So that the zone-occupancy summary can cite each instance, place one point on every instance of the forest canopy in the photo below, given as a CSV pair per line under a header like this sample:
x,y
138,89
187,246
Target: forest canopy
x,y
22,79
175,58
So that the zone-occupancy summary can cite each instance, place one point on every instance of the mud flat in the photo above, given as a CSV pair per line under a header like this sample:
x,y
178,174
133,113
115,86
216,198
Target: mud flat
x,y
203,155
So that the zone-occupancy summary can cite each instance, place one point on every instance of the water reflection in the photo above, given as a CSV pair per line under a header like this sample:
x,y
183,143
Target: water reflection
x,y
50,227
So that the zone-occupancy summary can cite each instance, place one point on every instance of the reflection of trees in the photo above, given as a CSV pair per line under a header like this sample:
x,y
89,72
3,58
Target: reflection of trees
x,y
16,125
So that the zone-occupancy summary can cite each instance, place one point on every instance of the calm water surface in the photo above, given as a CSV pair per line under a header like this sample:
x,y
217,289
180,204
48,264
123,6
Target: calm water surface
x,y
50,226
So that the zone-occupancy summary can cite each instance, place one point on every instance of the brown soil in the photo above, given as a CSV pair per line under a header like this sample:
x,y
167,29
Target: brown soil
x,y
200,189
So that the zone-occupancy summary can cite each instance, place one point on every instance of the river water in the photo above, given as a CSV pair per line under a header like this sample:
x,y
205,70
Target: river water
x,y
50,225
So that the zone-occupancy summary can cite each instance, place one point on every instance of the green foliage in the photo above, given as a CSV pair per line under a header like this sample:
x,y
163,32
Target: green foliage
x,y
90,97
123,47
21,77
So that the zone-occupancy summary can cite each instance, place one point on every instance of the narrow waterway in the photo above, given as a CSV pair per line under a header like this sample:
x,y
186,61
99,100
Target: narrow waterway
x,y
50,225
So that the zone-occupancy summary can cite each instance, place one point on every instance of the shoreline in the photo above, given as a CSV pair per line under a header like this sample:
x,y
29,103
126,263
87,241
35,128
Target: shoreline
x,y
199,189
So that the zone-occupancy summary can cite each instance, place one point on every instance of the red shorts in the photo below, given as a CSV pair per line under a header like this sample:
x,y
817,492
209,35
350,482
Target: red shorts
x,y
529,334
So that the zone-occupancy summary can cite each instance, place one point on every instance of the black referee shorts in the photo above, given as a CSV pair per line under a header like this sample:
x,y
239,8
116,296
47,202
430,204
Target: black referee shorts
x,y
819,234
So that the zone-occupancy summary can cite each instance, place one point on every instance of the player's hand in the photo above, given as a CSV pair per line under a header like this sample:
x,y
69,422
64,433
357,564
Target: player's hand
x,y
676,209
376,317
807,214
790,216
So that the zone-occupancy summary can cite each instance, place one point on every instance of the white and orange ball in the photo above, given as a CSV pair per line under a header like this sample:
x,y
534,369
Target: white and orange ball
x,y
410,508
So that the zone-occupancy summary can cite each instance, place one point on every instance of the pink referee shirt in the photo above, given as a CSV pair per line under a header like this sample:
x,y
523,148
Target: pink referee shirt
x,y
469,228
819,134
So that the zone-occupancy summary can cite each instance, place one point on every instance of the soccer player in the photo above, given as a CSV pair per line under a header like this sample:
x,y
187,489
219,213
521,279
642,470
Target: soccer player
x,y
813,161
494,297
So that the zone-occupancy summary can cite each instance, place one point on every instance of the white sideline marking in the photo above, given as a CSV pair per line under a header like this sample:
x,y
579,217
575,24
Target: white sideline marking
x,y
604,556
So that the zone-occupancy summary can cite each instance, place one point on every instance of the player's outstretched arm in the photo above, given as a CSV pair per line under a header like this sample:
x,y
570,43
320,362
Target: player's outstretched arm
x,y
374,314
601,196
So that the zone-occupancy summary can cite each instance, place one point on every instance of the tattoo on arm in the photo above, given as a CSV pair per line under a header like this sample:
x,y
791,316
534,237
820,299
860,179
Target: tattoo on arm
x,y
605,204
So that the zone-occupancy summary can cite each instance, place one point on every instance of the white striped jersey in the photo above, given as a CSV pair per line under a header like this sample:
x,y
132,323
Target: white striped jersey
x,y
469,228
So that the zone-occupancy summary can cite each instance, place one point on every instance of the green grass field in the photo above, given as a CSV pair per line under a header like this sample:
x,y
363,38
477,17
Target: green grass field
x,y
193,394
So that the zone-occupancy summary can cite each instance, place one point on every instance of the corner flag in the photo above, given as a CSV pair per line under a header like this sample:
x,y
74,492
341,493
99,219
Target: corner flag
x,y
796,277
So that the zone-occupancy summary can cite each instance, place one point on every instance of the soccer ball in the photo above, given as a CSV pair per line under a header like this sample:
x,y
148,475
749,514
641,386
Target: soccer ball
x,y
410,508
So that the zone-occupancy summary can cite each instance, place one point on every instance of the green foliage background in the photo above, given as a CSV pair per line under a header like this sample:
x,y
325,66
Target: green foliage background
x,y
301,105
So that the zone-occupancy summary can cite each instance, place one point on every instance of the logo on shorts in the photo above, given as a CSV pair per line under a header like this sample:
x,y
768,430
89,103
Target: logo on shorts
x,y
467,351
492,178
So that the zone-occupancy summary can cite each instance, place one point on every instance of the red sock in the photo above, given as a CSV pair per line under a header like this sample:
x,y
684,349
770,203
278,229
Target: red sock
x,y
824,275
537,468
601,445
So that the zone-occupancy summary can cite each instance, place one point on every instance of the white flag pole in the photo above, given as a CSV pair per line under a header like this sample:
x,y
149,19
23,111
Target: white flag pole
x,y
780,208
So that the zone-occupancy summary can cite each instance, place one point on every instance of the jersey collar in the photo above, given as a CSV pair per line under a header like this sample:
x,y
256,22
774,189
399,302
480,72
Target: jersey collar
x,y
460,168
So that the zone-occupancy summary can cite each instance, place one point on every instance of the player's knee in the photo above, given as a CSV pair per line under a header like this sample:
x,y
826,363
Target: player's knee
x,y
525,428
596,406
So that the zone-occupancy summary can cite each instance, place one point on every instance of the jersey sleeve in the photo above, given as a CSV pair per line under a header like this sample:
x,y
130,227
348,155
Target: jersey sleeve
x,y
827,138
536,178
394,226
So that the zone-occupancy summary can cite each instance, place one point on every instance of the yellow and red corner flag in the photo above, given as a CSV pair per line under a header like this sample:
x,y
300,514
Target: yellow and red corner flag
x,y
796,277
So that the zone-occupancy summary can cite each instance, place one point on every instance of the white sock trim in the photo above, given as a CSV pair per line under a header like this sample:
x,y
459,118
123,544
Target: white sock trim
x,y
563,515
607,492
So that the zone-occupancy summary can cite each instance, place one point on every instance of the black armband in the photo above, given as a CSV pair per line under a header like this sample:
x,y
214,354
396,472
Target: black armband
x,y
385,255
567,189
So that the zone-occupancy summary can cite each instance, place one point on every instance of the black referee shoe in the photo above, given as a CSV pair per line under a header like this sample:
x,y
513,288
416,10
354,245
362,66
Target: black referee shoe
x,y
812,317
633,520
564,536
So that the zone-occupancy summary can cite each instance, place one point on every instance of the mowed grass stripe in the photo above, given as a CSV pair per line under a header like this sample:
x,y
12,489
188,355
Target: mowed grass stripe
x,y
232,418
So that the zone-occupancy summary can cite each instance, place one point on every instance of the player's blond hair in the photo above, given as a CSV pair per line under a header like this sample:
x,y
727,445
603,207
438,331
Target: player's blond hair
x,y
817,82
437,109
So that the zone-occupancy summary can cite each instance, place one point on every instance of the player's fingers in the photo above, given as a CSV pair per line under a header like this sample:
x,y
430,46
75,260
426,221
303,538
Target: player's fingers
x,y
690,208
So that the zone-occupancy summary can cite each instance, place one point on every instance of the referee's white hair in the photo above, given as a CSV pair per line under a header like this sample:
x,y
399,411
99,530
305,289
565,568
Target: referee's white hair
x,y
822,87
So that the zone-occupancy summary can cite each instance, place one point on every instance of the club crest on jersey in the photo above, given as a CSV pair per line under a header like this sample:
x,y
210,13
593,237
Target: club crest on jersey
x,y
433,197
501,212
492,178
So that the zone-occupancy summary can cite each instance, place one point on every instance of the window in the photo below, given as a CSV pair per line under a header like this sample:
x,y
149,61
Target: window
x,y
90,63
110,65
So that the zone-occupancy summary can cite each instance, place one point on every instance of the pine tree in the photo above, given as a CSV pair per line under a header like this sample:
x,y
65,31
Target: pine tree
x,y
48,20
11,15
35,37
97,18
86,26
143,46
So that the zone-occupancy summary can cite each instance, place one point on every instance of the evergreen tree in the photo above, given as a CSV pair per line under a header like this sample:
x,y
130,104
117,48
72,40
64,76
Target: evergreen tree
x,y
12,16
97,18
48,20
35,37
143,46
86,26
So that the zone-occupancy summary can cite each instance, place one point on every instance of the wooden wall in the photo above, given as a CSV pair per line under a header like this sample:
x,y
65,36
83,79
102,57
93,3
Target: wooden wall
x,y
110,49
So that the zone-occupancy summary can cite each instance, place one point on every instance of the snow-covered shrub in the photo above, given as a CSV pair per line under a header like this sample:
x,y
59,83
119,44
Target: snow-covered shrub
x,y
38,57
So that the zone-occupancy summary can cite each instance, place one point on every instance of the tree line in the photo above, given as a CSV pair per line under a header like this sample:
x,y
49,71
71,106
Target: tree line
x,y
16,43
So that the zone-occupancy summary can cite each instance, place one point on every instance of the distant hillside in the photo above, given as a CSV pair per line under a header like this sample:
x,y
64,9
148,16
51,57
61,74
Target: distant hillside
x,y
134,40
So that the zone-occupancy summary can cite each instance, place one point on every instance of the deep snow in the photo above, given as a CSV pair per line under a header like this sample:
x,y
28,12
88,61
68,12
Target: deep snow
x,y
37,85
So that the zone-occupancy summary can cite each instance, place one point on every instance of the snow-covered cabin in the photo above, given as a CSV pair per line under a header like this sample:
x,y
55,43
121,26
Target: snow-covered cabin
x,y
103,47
+ + + + + + +
## TASK OBJECTIVE
Quote every line from the line containing "the snow-covered shrub" through the closing line of the listing, including both.

## RESPONSE
So that the zone-occupancy summary can cite each instance, place one point on every instance of the snow-covered shrub in the photo above, given as a CSV pair per line under a header like this sample:
x,y
59,83
119,44
Target: snow-covered shrub
x,y
38,57
So that the zone-occupancy summary can cite each instance, place one point on every instance of the tree line in the photo above, given as a CSV pair per line under a header like this sample:
x,y
49,71
71,106
Target: tree line
x,y
16,43
So that the zone-occupancy summary can cite each instance, place one point on every instance of the distant hillside in the photo above, given as a CSV pair per line under a header like this sample:
x,y
64,9
148,16
51,57
61,74
Target: distant hillside
x,y
134,40
So that the zone-occupancy summary can cite each instance, place one point on every instance of the deep snow in the photo above, given as a CSV pair per line under a header like this sample:
x,y
28,12
88,61
68,12
Target: deep snow
x,y
37,85
So that the zone-occupancy summary can cite each instance, place one point on every instance of the snow-covered cabin in the photo above, given as a CSV pair per line under a header like this sample:
x,y
55,43
121,26
Target: snow-covered cabin
x,y
103,47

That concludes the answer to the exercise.